Convert the rows below into a numbered list, skipping any blank lines and leaving the pictures out.

_DATA FOR THIS TASK:_
begin

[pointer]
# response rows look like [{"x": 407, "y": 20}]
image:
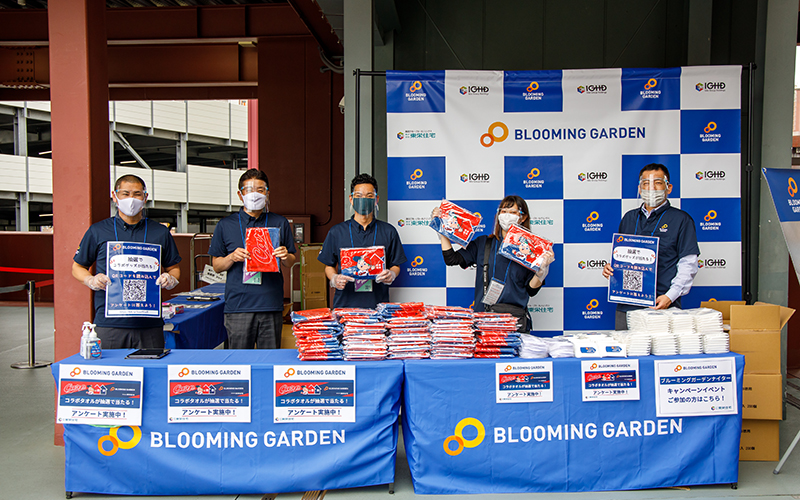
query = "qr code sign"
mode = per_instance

end

_RESULT:_
1. [pointer]
2. # response rows look like [{"x": 407, "y": 20}]
3. image:
4. query = "qr code sign"
5. mode = per_instance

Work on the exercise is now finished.